:: PROBLEM DESCRIPTION ::
Please restate the entries below word for word, leaving out any pictures.

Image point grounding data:

********************

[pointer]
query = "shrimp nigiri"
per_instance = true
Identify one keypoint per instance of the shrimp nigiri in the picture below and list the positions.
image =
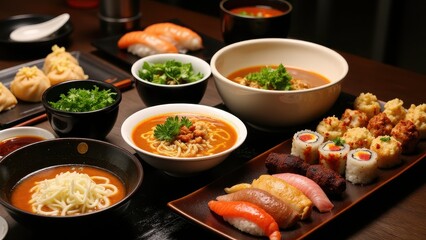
(183, 38)
(247, 217)
(142, 43)
(310, 188)
(280, 211)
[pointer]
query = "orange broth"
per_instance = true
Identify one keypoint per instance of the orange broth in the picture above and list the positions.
(257, 11)
(311, 78)
(149, 124)
(21, 192)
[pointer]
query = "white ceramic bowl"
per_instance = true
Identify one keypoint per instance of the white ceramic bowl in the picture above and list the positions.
(25, 131)
(182, 166)
(155, 94)
(267, 108)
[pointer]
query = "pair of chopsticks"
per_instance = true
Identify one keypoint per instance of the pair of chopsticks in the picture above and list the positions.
(122, 84)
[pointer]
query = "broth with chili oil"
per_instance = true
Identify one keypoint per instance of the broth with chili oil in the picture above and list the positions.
(207, 136)
(11, 144)
(257, 11)
(22, 193)
(300, 78)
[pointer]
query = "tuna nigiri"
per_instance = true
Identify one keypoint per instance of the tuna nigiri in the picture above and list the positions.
(247, 217)
(183, 38)
(281, 212)
(142, 43)
(310, 188)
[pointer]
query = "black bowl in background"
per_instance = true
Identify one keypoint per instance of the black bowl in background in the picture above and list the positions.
(94, 124)
(62, 151)
(237, 28)
(10, 49)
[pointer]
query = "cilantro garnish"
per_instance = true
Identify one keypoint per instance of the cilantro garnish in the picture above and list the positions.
(84, 100)
(171, 72)
(272, 79)
(171, 127)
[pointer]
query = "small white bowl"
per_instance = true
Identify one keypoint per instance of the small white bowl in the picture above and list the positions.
(182, 166)
(272, 108)
(155, 94)
(25, 131)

********************

:: RESPONSE TO THE EXERCISE ::
[pointer]
query = "shrimp nigiri"
per_instance = true
Identify one keypoint per instance of the shrimp nigiri in the picture below and list the positions.
image =
(183, 38)
(247, 217)
(142, 43)
(310, 188)
(280, 211)
[pointer]
query = "orange broth"
per_instance = true
Identify one keypoint per instance of the orange broth in the picture above and list the positions.
(257, 11)
(311, 78)
(149, 124)
(21, 192)
[pointer]
query = "white ceramic bowl"
per_instance = true
Identify one keypoint per instance of the white ceramic bowl in the picture above and list the positions.
(25, 131)
(182, 166)
(155, 94)
(267, 108)
[pointer]
query = "pair of chopsticks"
per_instance = true
Identify one keypoint per instance of the pair of chopsticks in the picture above and list the positions.
(122, 84)
[pointer]
query = "broth with chili oil"
per_instance = true
Identify one keypoint per instance of the broth with chili oil in the picture above and list the positions.
(207, 136)
(11, 144)
(257, 11)
(22, 193)
(300, 78)
[pointer]
query = "tuna nigiri"
per_instance = true
Identify one keypoint per instance of the tuna nigiri in the picture above and list the positions.
(247, 217)
(183, 38)
(281, 212)
(142, 43)
(310, 188)
[pointer]
query = "black bowl in background"
per_instance = true
Identify one keypoint per instance of the black bowl in background in the picture above and list the positions.
(94, 124)
(62, 151)
(237, 28)
(10, 49)
[pointer]
query = "cilantro garnish"
per_instance = true
Identify one keypoint per instance of the cilantro garnish in the picture above and list the positions.
(84, 100)
(171, 72)
(272, 79)
(171, 127)
[pointer]
query = "small white bowl"
per_instance = true
Identify one keypoint per instance of the small white bowl in the picture above and list the positions.
(182, 166)
(272, 108)
(155, 94)
(25, 131)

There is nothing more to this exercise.